What to do:
Exactly reproduce the lines beginning with the line that includes "Expected behaviour: for each instance of the distant hill" and ending with the last line of the data.

┌────────

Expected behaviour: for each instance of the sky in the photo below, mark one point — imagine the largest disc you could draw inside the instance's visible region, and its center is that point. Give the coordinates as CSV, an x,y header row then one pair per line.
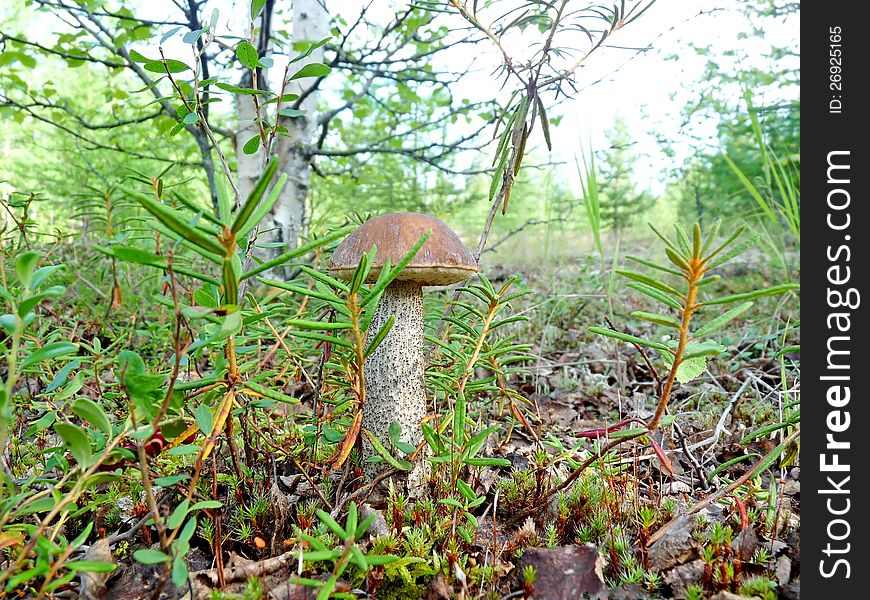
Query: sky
x,y
646,89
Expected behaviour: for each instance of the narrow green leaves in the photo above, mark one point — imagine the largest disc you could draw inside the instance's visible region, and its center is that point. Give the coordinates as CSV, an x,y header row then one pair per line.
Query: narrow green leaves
x,y
646,279
402,465
383,282
771,291
247,210
631,339
174,221
247,54
76,441
722,319
311,70
658,319
90,411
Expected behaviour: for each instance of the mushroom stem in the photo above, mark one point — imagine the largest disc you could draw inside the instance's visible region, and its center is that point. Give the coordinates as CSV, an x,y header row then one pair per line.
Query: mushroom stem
x,y
394,377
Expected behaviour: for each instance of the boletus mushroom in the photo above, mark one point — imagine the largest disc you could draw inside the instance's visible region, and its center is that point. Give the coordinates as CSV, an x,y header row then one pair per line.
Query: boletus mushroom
x,y
393,373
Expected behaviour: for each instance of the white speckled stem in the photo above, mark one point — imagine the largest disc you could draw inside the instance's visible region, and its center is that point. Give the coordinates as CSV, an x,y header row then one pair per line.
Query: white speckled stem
x,y
394,378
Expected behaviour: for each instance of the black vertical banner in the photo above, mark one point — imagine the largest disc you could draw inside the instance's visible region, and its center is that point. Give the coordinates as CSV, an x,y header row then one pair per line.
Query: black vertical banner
x,y
835,442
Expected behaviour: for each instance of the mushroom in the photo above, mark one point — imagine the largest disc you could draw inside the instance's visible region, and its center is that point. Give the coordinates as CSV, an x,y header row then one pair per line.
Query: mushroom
x,y
394,371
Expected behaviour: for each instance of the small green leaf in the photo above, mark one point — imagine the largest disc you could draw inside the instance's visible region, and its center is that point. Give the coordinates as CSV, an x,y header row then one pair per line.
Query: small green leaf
x,y
721,320
402,465
179,514
77,442
646,279
658,319
136,57
179,571
773,290
691,368
24,267
206,504
629,338
332,524
252,145
247,54
90,566
292,112
146,556
204,418
49,351
257,8
171,66
90,411
170,480
312,70
394,432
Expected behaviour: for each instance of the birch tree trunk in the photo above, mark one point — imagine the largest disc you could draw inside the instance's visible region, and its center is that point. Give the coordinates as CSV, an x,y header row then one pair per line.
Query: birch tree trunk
x,y
282,228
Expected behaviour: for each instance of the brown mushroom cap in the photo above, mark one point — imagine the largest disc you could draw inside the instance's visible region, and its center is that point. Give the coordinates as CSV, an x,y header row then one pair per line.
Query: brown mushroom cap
x,y
442,260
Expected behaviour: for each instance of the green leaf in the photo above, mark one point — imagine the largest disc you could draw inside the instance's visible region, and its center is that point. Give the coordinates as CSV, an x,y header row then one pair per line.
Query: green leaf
x,y
179,514
677,259
230,326
192,36
312,70
90,566
402,465
292,113
147,556
257,8
691,368
135,255
189,529
247,54
721,320
459,417
234,89
206,504
29,303
171,66
176,222
629,338
395,431
49,351
24,267
352,517
90,411
646,279
264,207
383,282
250,205
652,265
654,293
76,441
204,418
179,571
301,251
332,524
658,319
487,462
773,290
705,348
136,57
170,480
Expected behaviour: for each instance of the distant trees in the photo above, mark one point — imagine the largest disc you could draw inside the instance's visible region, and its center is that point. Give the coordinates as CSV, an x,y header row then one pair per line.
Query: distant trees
x,y
621,201
383,58
738,81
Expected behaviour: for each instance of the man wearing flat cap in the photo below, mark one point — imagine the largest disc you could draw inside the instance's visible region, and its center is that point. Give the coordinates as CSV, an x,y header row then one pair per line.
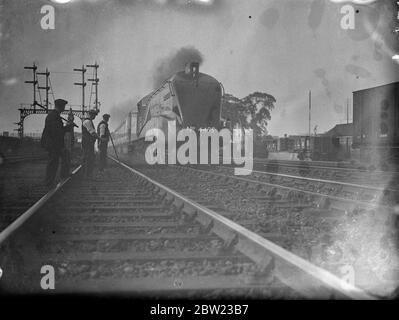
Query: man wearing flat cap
x,y
53,141
89,137
104,134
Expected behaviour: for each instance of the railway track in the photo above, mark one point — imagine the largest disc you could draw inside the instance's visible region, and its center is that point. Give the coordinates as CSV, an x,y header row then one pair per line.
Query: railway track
x,y
333,232
332,172
21,185
342,191
129,233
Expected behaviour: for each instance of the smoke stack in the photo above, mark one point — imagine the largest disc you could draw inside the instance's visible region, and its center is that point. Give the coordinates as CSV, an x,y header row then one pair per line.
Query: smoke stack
x,y
194,69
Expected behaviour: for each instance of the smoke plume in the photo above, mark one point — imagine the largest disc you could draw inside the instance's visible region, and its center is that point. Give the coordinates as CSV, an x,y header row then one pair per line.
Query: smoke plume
x,y
166,67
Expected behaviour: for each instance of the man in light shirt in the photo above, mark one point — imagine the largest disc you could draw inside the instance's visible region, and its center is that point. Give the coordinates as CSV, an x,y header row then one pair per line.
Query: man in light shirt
x,y
89,137
104,134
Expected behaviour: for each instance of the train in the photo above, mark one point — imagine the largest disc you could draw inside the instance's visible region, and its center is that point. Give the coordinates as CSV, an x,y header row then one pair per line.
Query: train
x,y
191,98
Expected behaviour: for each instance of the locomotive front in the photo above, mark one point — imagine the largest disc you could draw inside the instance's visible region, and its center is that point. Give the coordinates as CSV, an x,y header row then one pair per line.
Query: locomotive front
x,y
191,98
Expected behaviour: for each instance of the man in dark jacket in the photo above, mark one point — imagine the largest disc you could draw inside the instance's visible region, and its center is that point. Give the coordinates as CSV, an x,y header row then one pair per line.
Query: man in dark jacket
x,y
53,142
89,137
104,134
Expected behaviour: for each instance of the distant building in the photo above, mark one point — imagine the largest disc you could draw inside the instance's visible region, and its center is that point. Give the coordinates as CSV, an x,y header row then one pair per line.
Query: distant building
x,y
344,134
376,122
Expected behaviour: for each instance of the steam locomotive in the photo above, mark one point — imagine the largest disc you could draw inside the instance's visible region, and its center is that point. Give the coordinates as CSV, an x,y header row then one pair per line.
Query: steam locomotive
x,y
191,98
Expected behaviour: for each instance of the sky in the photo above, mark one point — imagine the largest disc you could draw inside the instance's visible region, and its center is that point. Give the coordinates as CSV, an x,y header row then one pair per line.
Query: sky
x,y
282,47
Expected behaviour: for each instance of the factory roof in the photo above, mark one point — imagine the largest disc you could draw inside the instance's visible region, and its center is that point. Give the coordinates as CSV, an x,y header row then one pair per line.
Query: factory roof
x,y
340,130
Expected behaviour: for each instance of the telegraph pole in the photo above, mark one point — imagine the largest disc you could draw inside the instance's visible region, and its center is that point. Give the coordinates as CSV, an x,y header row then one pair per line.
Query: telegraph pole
x,y
47,87
83,84
347,110
310,108
94,82
33,82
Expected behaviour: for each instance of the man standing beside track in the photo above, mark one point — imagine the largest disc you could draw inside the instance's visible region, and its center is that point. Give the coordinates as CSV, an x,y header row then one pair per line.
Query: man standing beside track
x,y
104,134
89,137
53,141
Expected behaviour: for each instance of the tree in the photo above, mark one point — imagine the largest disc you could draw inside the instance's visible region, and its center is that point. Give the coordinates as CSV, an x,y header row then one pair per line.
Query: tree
x,y
250,112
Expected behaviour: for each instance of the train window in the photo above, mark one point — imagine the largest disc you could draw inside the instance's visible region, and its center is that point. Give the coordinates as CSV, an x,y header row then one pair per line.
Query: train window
x,y
384,105
383,129
384,115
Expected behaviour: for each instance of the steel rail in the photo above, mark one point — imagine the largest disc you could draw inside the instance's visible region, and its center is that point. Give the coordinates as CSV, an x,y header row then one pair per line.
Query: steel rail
x,y
318,180
314,165
357,202
15,225
296,272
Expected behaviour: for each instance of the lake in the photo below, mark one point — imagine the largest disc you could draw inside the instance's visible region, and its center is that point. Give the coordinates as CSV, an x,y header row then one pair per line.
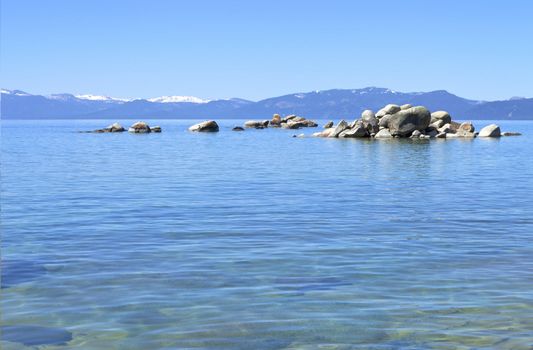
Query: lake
x,y
257,240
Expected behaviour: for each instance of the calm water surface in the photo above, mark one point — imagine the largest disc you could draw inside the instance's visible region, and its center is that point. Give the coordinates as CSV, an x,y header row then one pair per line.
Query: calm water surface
x,y
257,240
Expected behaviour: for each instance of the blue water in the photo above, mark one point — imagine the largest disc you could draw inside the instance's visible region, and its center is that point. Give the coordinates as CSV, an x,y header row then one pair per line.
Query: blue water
x,y
257,240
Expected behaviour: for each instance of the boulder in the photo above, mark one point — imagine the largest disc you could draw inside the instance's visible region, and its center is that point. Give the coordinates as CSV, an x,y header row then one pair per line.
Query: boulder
x,y
416,134
404,122
384,121
339,128
491,130
258,124
207,126
357,131
441,115
324,133
388,109
383,134
466,127
139,128
276,120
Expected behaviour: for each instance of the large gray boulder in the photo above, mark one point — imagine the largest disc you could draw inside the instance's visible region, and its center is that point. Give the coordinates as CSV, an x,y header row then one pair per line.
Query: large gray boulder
x,y
404,122
139,128
256,124
388,109
339,128
357,131
383,134
207,126
441,115
491,130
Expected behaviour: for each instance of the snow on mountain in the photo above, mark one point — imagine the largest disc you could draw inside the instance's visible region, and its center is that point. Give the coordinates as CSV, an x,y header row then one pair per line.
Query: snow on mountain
x,y
177,99
101,98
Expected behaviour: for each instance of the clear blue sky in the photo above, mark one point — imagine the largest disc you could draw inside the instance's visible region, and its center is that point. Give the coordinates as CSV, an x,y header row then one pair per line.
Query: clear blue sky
x,y
258,49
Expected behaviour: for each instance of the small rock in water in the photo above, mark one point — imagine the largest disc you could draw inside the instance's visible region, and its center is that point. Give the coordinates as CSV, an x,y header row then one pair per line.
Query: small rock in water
x,y
207,126
491,130
139,128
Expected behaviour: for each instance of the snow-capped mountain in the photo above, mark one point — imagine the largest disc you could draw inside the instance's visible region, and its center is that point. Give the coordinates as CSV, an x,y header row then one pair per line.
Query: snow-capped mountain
x,y
177,99
331,104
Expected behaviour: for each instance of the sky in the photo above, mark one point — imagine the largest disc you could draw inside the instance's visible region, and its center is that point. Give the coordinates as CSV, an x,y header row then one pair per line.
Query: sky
x,y
259,49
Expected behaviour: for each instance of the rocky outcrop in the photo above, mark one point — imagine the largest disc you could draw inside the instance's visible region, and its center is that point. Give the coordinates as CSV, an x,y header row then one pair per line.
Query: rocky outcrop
x,y
491,130
258,124
404,122
442,116
139,128
207,126
388,109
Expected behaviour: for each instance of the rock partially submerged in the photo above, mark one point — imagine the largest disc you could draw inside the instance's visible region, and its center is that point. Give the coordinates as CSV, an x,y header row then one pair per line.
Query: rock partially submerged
x,y
139,128
207,126
491,130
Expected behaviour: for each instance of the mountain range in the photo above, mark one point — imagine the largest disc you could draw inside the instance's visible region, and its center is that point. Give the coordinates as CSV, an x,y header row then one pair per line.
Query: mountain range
x,y
336,103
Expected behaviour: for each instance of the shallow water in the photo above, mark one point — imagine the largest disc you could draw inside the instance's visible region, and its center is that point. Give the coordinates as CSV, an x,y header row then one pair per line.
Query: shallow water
x,y
257,240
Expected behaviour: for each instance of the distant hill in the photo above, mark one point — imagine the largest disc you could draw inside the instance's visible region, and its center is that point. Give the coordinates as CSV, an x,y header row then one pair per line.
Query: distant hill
x,y
337,103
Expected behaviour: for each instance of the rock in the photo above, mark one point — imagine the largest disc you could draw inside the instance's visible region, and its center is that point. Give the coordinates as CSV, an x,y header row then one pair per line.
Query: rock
x,y
324,133
388,109
447,128
383,134
339,128
440,115
328,125
466,127
384,121
207,126
258,124
276,120
491,130
357,131
437,124
139,128
404,122
416,134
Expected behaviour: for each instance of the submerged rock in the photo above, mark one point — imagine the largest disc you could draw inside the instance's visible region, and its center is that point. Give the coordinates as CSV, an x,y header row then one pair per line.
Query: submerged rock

└────────

Completed task:
Expected behaviour: for each instance of the distant hill in the photo above, mark one point — imagine the largest disc you could draw inside the instance's visible region, and its center is that point. Give the coordinates as CSV, an x,y header row then one pair per line.
Query: distant hill
x,y
337,103
Expected behaviour: for each instance of the rock in the photo above, mark one point — imagine the largest disc you could draw inside the instance's visible region, and its center is that point. Give the coordinates as CSV, an x,y header row then one pair per line.
Query: rock
x,y
324,133
388,109
447,128
383,134
339,128
440,115
328,125
466,127
384,121
207,126
258,124
276,120
491,130
357,131
437,124
139,128
404,122
416,134
Expected behaviour: for each instance of the submerged rock in the photo above, mark one point — imagine the largest disc you could draw inside the instance's visible region, and its center is that point. Give the coordinates as CSV, an x,y header row then one pair per line.
Query: submerged rock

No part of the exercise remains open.